» **Sayfa**
+++++

Sevgili okurlar,
Günler akıp giderken, elbette gündemlerimizi altüst eden, yaşamlarımızı zehir eden, “fay hatlarındaki depremleri ıskalamak” olur mu?
“Cehennem yıkımlarından, ateşlerinden kurtulanların sevinçlerinden söz etmek, söz edebilmek”, mümkün mü?
Ülkemizin başından bir türlü gitmeyen belalara, “yeni yıkımların, yeni yürek yaralarının eklenmesi, insanı yaşadığına da pişman ediyor”, şüphesiz!
Aklımız, fikrimiz deprem bölgelerinde kaldı!
Sonra, “güya toprağı kutsayan yağmurlara”, kapılıp gittik!
Öyle söylüyor, siyasi kafalar?
Öyle söylüyor?
“Sabır, şükür, kader, Allah bilir, soframızda katığımız oldu”, san ki?
“Tedbiri, önlemi, öngörüyü” unutturdular?
“Siyasilerin beceriksizliğinin intikamını, afetler almaya başlamışsa, bunun sonu gelmeyecek” demektir!
Ellerimiz duada olsa da, “nazara çare arayan üfürükçülerden medet umanlar gibi” ortalarda kaldık!
Odalarda kaldık, biçare ve korumasız!
Ama,” müşteri, militan, taraftar”, konumumuzdan, geri adım yok!

+++++

» **Kayıtlı Veriler**

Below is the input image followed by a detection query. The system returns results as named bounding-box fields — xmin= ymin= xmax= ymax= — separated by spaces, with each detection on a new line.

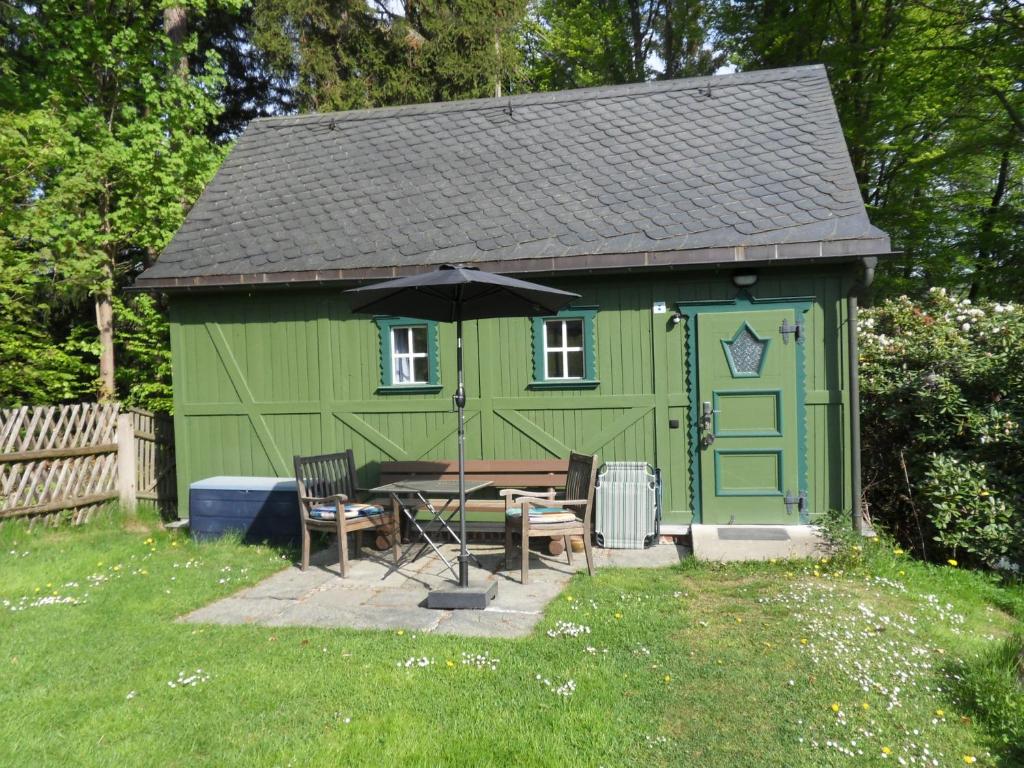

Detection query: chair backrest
xmin=565 ymin=454 xmax=597 ymax=527
xmin=295 ymin=449 xmax=356 ymax=511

+++++

» **Hedefler**
A. Deprem yazısında "Öyle söylüyor, siyasi" ile başlayıp "geri adım yok!" ile biten kısmı harfi harfine yineler misin?
B. Deprem yazısına göre aklımız fikrimiz nerede kaldı?
C. Deprem yazısını kaldığı yerden sürdürür müsün?

» **Sıralı Yanıtlar**
A.
Öyle söylüyor, siyasi kafalar?
Öyle söylüyor?
“Sabır, şükür, kader, Allah bilir, soframızda katığımız oldu”, san ki?
“Tedbiri, önlemi, öngörüyü” unutturdular?
“Siyasilerin beceriksizliğinin intikamını, afetler almaya başlamışsa, bunun sonu gelmeyecek” demektir!
Ellerimiz duada olsa da, “nazara çare arayan üfürükçülerden medet umanlar gibi” ortalarda kaldık!
Odalarda kaldık, biçare ve korumasız!
Ama,” müşteri, militan, taraftar”, konumumuzdan, geri adım yok!

B. Deprem bölgelerinde kaldı.

C.
Ya da, yaşa var ol padişahim!
HA ALİ, HA VELİ?
“Devletin imkanlarını bize sunanların, cebinden kesesindenmiş gibi, inayetinden, hediyeler bekleyen” çocuklara döndük!
Bizlere, “akide şekerlerini bile çok görenler, ballı börek maaşlara talim ediyor, görkemli camdan saraylarda yaşıyorsa”, bunun adını siz, biz koyamayız?
“Böyle gelmiş, böyle gitsinler de daha çok avutuluruz”, daha çok!?
Bu yüzden, “siyasilerden medet ummanın”, ne anlamı kaldı ki?
Bu, “yürek yaralarına mehlem olamayanların”, hikmeti ne ola ki?
Ha Ali, ha Veli?
Ne fark eder ki?
Biri gider, biri gelir!
Şurada, “milletvekili aday, adayı olmak için sıraya girenlere bak”, geleceği oku!
MEMLEKETE HİZMET YARIŞI?
Antalya’da ikamet eden yılların tecrübesi ile Ramazan Seçken ustam telefonda..
“ Yusuf kardeş günaydın!..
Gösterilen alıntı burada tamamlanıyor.